Hoe ijdelheid en syfilis een mijlpaal in de herenmode creëerden
Het gaat allemaal om het haar. Dit was vooral zo in de 17e eeuw. Lang, overdadig gestyled haar was een statussymbool onder de Europese elite. Maar hoe bleef je bij de laatste trend als je niet gezegend was met weelderige lokken? Het antwoord kwam in de vorm van pruiken.
Koning Lodewijk XIV van Frankrijk, ook bekend als de Zonnekoning, was een zeer ijdele man. Hij liet meer dan 300 koninklijke portretten van zichzelf maken als aandenken aan zijn bewind. Zijn fysieke verschijning kwam echter niet altijd overeen met het beeld dat hij in zijn hoofd had van een sterk en machtig leider.
Louis XIV begon op zeventienjarige leeftijd zijn haar te verliezen. Hij vond het niet gepast voor een koning om kalend te zijn, dus huurde hij achtenveertig pruikenmakers in om een duizelingwekkende reeks haarstukken voor hem te maken. Elke pruik was gestyled met lange golven die langs de achterkant naar beneden dwarrelden en aan de zijkanten uitliepen in pieken.
Koning Charles II van Engeland was ook een fan van de Franse pruikenmode. Hij had immers enkele jaren in ballingschap in Frankrijk doorgebracht tijdens het bewind van Oliver Cromwell. Om zijn vroegtijdig grijzende haar te bedekken, begon Charles II pruiken te dragen in een stijl die vergelijkbaar was met die van koning Lous XIV en bracht hij de trend bij zijn terugkeer op de troon naar Engeland.
De pruik regeert
Pruiken begonnen als een modestatement van vorsten. Hovelingen en edelen begonnen al snel de koninklijke trends te kopiëren en de mode sijpelde door naar de koopmansklasse.
De gemiddelde prijs van een gewone pruik was vijfentwintig shilling, dat was ongeveer een weeksalaris voor een gewone Londenaar. Dit maakte de mode onbereikbaar voor iedereen, behalve de rijken.
De term “bigwig” is in deze tijd ontstaan. De Britse adel gaf meer dan 800 shilling uit aan uitgebreide haarstukjes. Alleen de rijken en machtigen konden zich de “grote pruiken” veroorloven als vertoon van hun status en rijkdom.

### GEGEVENS
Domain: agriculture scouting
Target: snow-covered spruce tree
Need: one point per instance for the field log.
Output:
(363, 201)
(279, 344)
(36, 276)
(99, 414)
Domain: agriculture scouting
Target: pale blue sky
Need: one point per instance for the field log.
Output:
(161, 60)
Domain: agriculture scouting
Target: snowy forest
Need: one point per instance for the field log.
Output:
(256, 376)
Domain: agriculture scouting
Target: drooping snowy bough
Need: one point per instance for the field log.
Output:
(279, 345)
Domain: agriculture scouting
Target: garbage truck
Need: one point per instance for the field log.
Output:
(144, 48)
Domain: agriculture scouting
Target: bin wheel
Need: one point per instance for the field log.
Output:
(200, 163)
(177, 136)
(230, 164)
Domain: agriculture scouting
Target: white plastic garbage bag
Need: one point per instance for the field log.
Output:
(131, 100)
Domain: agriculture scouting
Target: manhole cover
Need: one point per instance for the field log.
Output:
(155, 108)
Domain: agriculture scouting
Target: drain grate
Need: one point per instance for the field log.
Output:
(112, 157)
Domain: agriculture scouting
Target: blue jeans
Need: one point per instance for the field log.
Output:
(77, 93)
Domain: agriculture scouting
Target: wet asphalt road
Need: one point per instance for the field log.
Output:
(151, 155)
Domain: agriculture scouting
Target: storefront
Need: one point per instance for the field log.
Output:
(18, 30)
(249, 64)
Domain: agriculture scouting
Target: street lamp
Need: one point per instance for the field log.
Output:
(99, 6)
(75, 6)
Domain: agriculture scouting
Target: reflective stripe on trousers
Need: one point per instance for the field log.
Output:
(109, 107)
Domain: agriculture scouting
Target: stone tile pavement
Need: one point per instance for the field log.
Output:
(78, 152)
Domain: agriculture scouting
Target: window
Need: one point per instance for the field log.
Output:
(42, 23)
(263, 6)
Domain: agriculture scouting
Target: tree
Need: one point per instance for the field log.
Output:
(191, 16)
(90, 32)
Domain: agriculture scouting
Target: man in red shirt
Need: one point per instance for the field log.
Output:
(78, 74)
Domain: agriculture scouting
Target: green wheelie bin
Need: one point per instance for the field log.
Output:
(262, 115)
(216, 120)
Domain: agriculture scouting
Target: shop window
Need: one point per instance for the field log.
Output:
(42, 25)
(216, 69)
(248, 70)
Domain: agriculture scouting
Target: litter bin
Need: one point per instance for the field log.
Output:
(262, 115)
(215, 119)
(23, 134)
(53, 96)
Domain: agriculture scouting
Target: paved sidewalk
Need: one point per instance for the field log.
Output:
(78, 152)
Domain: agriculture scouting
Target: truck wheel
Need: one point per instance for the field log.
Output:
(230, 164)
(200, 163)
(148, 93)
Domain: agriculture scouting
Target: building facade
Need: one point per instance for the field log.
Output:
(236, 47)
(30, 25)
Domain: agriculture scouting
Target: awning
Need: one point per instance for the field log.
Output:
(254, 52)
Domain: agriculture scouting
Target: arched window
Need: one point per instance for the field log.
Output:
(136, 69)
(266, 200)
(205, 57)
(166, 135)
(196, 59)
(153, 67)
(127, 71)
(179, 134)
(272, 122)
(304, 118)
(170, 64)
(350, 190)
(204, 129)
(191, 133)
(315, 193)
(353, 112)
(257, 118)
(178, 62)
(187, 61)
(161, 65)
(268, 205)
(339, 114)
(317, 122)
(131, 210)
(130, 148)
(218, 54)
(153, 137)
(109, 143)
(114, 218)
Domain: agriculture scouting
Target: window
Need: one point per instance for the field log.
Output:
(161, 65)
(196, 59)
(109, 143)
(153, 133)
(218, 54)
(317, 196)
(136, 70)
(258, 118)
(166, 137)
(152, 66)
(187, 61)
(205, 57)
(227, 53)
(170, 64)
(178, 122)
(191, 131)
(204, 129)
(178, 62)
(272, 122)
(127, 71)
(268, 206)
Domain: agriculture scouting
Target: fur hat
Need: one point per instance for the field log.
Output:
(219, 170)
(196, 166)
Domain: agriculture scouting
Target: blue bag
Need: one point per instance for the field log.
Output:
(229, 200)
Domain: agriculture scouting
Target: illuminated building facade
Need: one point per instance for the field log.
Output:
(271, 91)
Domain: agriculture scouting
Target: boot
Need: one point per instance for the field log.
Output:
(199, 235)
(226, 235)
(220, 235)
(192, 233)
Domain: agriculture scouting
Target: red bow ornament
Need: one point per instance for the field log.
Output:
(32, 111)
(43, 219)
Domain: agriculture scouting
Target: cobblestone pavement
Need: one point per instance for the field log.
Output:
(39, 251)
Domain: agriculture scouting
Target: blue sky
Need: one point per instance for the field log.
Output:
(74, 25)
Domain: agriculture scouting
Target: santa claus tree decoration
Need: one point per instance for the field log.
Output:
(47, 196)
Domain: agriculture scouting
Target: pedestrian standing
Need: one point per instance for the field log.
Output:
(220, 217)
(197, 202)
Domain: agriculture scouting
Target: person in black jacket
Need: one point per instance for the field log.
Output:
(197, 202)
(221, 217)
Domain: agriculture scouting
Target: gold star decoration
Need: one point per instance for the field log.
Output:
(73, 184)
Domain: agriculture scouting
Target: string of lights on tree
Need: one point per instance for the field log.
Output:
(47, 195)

==

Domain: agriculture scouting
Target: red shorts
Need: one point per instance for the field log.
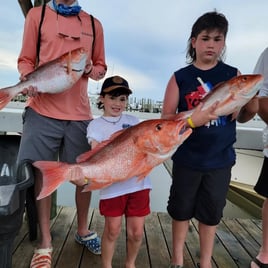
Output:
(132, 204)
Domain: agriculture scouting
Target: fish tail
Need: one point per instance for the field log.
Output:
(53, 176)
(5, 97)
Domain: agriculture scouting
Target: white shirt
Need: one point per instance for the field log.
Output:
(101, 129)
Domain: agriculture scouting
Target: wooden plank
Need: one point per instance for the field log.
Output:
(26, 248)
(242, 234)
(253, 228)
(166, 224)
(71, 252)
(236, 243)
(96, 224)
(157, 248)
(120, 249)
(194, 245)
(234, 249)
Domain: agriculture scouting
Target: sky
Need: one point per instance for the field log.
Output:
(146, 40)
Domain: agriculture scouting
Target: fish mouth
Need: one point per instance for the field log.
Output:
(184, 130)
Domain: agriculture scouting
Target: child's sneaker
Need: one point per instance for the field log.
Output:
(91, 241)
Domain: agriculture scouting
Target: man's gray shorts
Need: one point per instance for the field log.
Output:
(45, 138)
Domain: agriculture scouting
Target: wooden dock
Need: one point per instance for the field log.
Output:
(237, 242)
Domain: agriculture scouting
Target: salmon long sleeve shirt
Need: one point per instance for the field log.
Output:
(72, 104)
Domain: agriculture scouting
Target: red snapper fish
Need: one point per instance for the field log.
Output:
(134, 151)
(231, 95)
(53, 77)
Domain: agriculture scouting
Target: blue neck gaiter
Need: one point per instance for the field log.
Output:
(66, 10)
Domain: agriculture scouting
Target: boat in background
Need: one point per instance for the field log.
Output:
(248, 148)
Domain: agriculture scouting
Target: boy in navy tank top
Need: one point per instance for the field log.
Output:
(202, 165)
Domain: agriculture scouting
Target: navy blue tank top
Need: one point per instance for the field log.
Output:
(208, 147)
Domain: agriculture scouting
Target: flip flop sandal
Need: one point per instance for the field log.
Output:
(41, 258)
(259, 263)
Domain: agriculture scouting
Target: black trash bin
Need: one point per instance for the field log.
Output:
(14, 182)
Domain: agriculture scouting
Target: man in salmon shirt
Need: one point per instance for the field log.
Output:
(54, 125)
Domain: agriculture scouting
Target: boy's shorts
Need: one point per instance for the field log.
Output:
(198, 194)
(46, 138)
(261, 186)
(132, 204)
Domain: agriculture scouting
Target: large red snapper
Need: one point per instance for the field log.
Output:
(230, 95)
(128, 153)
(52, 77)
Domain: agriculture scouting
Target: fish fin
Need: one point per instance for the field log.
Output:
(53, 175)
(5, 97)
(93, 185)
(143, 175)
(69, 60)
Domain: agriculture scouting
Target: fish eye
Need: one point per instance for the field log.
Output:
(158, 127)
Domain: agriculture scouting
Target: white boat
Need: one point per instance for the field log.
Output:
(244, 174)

### OPDRACHT
Zet de tekst over pruiken in de herenmode voort na de laatste zin. De gegevens zijn afkomstig uit een andere bron dan de tekst.

### ANTWOORD
Het dragen van de pruik
In de 17e eeuw werden pruiken gemaakt van paarden-, geiten-, of mensenhaar. De haarstukjes, bekend als perukes of periwigs, werden ontworpen als zowel een modestatement als om haarafwijkingen te bedekken. Lang, overdadig gestyled haar was het toppunt van stijl.
In deze tijd tierde de syfilis welig in heel Europa. Aan het eind van de 15e eeuw was er sprake van een epidemie. Er was geen antibioticum om de ziekte te behandelen, dus de geïnfecteerden vertoonden zeer openbare symptomen: zweren, uitslag en haaruitval.
Omdat kaalheid met syfilis werd geassocieerd, was het extra gênant. Men vermoedt dat zowel Louis XIV als Charles II syfilis-symptomen verborgen hielden met hun pruiken.
Als een man een haarstukje wilde om bij te blijven met de laatste stijlen, was stap één het volledig scheren van zijn hoofd om de pruik goed te laten passen. Dit betekende ook dat eventuele luizen de pruik zouden aantasten in plaats van het natuurlijke haar.
Pruiken waren praktisch onmogelijk om thuis te verzorgen. Ze stonken vreselijk door het zweet van de drager en trokken luizen aan. Mannen gebruikten poeder om de gebreken in het uiterlijk en de geur van hun pruik te verdoezelen. Dit poeder was vaak gemaakt van maïzena en werd geparfumeerd met sinaasappel en lavendel. Pruiken moesten regelmatig naar de pruikenmaker worden teruggestuurd om te worden ontluisd, wat werd gedaan door het haarstukje te koken.
De pruik wordt achtergelaten
Pruiken begonnen aan het eind van de 18e eeuw in verval te raken. Kort, natuurlijk haar werd de nieuwe mode voor mannen in heel Europa en de koloniën.
De pruiken waren heet, onhandig en moeilijk te onderhouden. Dit betekende dat soldaten ofwel de mode achter zich lieten ofwel kleinere, meer natuurlijk gestylde stukken gebruikten.
Tijdens de Amerikaanse Revolutie werden pruiken geassocieerd met Groot-Brittannië en de monarchie. Om zich te distantiëren van alles wat Brits was, begonnen koloniale mannen hun haar natuurlijk te dragen. Sommige Founding Fathers droegen pruiken in poedervorm, maar op de meeste portretten met witte haren is het natuurlijke haar bedekt met een wit poeder.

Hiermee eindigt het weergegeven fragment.